*Problem to solve*:
Repeat the records exactly. Every line must match.

*Data records*:
★ ★ ★ ★ ★
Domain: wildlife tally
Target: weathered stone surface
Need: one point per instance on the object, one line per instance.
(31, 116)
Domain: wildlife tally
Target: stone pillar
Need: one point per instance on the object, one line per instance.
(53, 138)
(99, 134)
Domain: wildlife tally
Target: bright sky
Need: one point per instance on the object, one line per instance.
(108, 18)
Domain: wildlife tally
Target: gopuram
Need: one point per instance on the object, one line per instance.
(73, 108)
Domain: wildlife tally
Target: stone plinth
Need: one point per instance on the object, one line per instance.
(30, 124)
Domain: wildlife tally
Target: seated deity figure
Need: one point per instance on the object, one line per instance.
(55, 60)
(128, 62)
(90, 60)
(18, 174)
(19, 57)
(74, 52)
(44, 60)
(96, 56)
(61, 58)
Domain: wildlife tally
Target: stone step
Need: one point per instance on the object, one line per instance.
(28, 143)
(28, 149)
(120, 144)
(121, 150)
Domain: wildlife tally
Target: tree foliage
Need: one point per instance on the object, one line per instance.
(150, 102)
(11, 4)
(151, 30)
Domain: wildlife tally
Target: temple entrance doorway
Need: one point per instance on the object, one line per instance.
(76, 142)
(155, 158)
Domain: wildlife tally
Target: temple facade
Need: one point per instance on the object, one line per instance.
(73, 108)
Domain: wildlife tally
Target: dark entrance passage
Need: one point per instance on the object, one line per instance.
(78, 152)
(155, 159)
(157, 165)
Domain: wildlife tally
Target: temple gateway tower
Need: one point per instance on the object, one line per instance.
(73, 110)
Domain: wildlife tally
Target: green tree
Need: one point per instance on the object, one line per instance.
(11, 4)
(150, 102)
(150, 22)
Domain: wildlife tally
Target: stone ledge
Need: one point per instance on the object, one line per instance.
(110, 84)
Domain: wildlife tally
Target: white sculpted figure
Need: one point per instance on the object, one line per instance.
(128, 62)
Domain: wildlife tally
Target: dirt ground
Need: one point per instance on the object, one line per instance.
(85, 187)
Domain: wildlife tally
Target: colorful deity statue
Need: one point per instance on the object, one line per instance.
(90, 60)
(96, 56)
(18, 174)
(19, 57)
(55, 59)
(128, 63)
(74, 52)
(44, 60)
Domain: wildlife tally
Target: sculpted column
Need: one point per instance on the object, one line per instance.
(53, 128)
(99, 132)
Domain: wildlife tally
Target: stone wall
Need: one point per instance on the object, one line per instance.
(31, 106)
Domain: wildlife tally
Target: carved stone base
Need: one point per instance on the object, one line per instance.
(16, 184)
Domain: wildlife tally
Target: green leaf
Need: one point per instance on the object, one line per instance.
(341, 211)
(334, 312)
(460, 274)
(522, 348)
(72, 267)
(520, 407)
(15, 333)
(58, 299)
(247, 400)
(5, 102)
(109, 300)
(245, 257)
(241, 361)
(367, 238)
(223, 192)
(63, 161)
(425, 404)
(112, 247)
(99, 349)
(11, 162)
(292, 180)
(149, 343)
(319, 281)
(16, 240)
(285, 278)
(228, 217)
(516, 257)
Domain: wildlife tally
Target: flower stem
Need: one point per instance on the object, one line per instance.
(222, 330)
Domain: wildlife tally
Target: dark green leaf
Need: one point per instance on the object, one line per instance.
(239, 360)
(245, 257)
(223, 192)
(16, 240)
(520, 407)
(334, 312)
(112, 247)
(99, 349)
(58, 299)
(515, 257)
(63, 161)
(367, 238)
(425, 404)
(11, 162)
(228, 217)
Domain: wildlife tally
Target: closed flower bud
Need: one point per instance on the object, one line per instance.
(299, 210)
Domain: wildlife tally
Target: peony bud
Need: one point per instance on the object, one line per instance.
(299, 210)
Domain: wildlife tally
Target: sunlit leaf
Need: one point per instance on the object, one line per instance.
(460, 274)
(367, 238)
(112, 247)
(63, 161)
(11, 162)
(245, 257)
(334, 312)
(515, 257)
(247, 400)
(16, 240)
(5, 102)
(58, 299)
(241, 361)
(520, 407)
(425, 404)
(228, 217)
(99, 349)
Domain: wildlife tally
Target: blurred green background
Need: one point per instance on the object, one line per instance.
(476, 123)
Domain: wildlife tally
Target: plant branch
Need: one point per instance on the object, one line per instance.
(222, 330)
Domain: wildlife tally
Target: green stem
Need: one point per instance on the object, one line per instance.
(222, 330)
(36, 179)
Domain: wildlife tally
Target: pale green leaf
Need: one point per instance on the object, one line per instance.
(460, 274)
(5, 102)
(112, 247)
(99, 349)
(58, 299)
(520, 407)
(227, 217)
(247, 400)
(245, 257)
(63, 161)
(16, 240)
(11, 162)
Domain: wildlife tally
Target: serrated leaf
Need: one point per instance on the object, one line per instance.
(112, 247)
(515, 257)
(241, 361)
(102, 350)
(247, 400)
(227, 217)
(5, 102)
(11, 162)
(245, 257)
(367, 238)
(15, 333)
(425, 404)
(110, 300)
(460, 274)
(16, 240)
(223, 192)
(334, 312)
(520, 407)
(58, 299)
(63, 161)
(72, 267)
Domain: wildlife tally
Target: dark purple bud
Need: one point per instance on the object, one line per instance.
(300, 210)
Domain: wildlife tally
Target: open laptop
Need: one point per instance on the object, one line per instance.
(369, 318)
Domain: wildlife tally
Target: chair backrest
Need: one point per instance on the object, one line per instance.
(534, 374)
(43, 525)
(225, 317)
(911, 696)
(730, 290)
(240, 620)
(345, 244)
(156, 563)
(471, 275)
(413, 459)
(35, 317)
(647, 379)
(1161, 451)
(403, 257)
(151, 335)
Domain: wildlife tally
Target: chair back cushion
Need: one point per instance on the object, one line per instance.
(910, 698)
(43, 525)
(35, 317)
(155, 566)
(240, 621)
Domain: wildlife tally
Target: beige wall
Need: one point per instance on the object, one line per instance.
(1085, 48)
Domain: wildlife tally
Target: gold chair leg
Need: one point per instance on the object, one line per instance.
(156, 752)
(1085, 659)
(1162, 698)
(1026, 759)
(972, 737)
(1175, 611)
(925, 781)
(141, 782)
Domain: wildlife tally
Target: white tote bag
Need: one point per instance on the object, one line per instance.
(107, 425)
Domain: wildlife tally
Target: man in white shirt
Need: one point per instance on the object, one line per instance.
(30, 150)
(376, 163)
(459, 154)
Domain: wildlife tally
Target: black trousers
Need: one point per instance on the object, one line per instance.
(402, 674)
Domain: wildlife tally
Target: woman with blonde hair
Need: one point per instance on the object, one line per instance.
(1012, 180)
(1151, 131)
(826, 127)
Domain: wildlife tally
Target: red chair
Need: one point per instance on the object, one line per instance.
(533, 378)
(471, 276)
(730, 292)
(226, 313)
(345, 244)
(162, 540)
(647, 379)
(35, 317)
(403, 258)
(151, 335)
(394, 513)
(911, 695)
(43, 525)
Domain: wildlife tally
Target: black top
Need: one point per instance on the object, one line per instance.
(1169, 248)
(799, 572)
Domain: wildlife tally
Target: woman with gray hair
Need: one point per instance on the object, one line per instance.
★ ★ ★ ★ ★
*Response below*:
Domain: wildlife tally
Target: weathered stone surface
Need: one point per instance on the object, one line per instance.
(31, 116)
Domain: wildlife tally
Target: stone pillar
Need: one point per instance on the object, one line per instance.
(53, 138)
(99, 134)
Domain: wildlife tally
Target: bright sky
Need: one point per instance on the object, one line per instance.
(108, 18)
Domain: wildlife tally
Target: gopuram
Need: one point per instance on the object, one line per instance.
(73, 108)
Domain: wildlife tally
Target: stone plinth
Need: one point per instance on the object, one line per instance.
(30, 124)
Domain: wildlife tally
Target: seated deity figure
Need: one point per instance on the object, one line per instance.
(55, 60)
(128, 62)
(90, 60)
(18, 174)
(19, 57)
(74, 52)
(44, 60)
(96, 56)
(61, 58)
Domain: wildlife tally
Target: stone step
Need: one point per instance on the object, one line per instance.
(28, 143)
(28, 149)
(120, 144)
(121, 150)
Domain: wildlife tally
Target: tree foliage
Need: one point per instance on the object, one line per instance.
(150, 102)
(11, 4)
(151, 30)
Domain: wildlife tally
Target: temple entrance doorway
Need: one point per instance on the object, one line per instance.
(76, 142)
(155, 158)
Domain: wildlife tally
Target: temple facade
Need: one point per instance on the object, one line per instance.
(73, 108)
Domain: wildlife tally
Target: dark entrance passage
Need: one point per instance on the object, one line per instance.
(78, 152)
(155, 159)
(157, 165)
Domain: wildlife tally
Target: temple gateway tower
Need: one point per instance on the object, one line per instance.
(73, 110)
Domain: wildlife tally
Target: green tree
Need: one point per instance on the object, one line per instance.
(11, 4)
(150, 102)
(150, 22)
Domain: wildlife tally
Target: stone ledge
Need: one point per instance on the object, one line per instance.
(110, 84)
Domain: wildlife tally
Target: white sculpted figure
Need: one point per instance on the object, one line per instance.
(128, 62)
Domain: wildlife tally
Target: dirt ground
Need: one point per instance on the object, one line per instance.
(85, 187)
Domain: wildlife tally
Target: colorful deity statue
Need: one point per instance on the object, one line per instance.
(90, 60)
(96, 56)
(18, 174)
(19, 57)
(55, 59)
(128, 63)
(74, 52)
(44, 60)
Domain: wildlife tally
Target: sculpted column
Need: one point per instance on the object, one line per instance.
(53, 128)
(99, 132)
Domain: wildlife tally
Target: stone wall
Need: one point per instance on the object, one line per instance.
(31, 106)
Domain: wildlife tally
Target: carved stone base
Need: one point per instance on the object, one line per instance.
(16, 184)
Domain: wildlife tally
Target: green leaf
Need: one point per instance on the object, one line per instance.
(341, 211)
(334, 312)
(460, 274)
(522, 348)
(72, 267)
(520, 407)
(15, 333)
(58, 299)
(247, 400)
(5, 102)
(109, 300)
(245, 257)
(241, 361)
(367, 238)
(223, 192)
(63, 161)
(425, 404)
(112, 247)
(99, 349)
(11, 162)
(292, 180)
(149, 343)
(319, 281)
(16, 240)
(285, 278)
(228, 217)
(516, 257)
Domain: wildlife tally
Target: flower stem
Need: one point per instance on the object, one line per instance.
(222, 330)
Domain: wildlife tally
Target: dark green leaf
Need: one point per instance on the object, one line per instance.
(239, 360)
(245, 257)
(223, 192)
(16, 240)
(520, 407)
(334, 312)
(112, 247)
(99, 349)
(58, 299)
(515, 257)
(63, 161)
(367, 238)
(425, 404)
(11, 162)
(228, 217)
Domain: wildlife tally
Target: closed flower bud
Need: one point per instance on the object, one line per instance.
(299, 210)
Domain: wildlife tally
Target: peony bud
Need: one point per instance on the object, one line per instance.
(299, 210)
Domain: wildlife tally
Target: sunlit leaf
Need: one point per instance on the object, one line per instance.
(460, 274)
(367, 238)
(112, 247)
(63, 161)
(11, 162)
(245, 257)
(334, 312)
(515, 257)
(247, 400)
(16, 240)
(5, 102)
(58, 299)
(241, 361)
(520, 407)
(425, 404)
(228, 217)
(99, 349)
Domain: wildlife tally
Target: blurred green background
Need: one point per instance on the object, one line per instance.
(476, 123)
Domain: wildlife tally
Target: plant branch
Need: one point per instance on the object, one line per instance.
(222, 330)
Domain: wildlife tally
Target: green stem
Need: one point per instance on the object, one line per instance.
(222, 330)
(36, 179)
Domain: wildlife tally
Target: pale green leaf
Need: one point per instance on the object, one line per instance.
(460, 274)
(5, 102)
(112, 247)
(99, 349)
(58, 299)
(520, 407)
(227, 217)
(247, 400)
(245, 257)
(63, 161)
(16, 240)
(11, 162)
Domain: wildlife tally
Target: serrated leaf
Need: one point per instance on the object, one line per instance.
(112, 247)
(515, 257)
(241, 361)
(102, 350)
(247, 400)
(227, 217)
(5, 102)
(11, 162)
(245, 257)
(367, 238)
(15, 333)
(425, 404)
(110, 300)
(460, 274)
(16, 240)
(223, 192)
(334, 312)
(520, 407)
(58, 299)
(63, 161)
(72, 267)
Domain: wildlife tally
Target: dark purple bud
Need: one point per instance on the object, one line per instance.
(300, 210)
Domain: wildlife tally
Target: open laptop
Need: one point per instance on the object, one line per instance.
(369, 318)
Domain: wildlife tally
Target: chair backrest
Need: one point per instance on the object, one line per instance.
(534, 374)
(43, 525)
(225, 317)
(911, 696)
(730, 290)
(240, 620)
(345, 244)
(156, 563)
(471, 275)
(413, 459)
(35, 317)
(647, 379)
(1161, 451)
(403, 257)
(151, 335)
Domain: wildlife tally
Target: chair back cushion
Need: one point per instance on the object, one line per instance.
(910, 698)
(43, 525)
(35, 317)
(155, 566)
(240, 621)
Domain: wildlife tally
Target: beige wall
Need: one point per instance on the object, one line per instance.
(1085, 48)
Domain: wildlife tally
Target: gold chair leg
Need: one point per instance on the object, one line per instance.
(156, 752)
(1085, 659)
(1162, 698)
(1026, 759)
(972, 737)
(1175, 611)
(925, 781)
(141, 782)
Domain: wildlife tally
Target: white tote bag
Need: one point per instance on the object, one line per instance.
(107, 425)
Domain: wildlife tally
Target: man in white shirt
Need: one point per instance on the object, one line per instance.
(30, 150)
(376, 163)
(459, 154)
Domain: wildlife tally
Target: black trousers
Need: one point per instance on the object, one line per instance.
(402, 674)
Domain: wildlife tally
Target: woman with blonde hair
Need: one point per instance on the object, one line per instance.
(1012, 180)
(1151, 131)
(826, 127)
Domain: wildlife tally
Target: red chair
Need: one point per instance on the object, one line per instance.
(533, 378)
(471, 276)
(730, 292)
(226, 313)
(345, 244)
(162, 540)
(647, 379)
(35, 317)
(403, 258)
(151, 335)
(394, 513)
(911, 695)
(43, 525)
Domain: wildlife tally
Target: black top
Need: one point per instance on the object, one line per instance.
(1169, 248)
(799, 572)
Domain: wildlife tally
Target: woman with gray hair
Need: one point per instance on the object, one line per instance.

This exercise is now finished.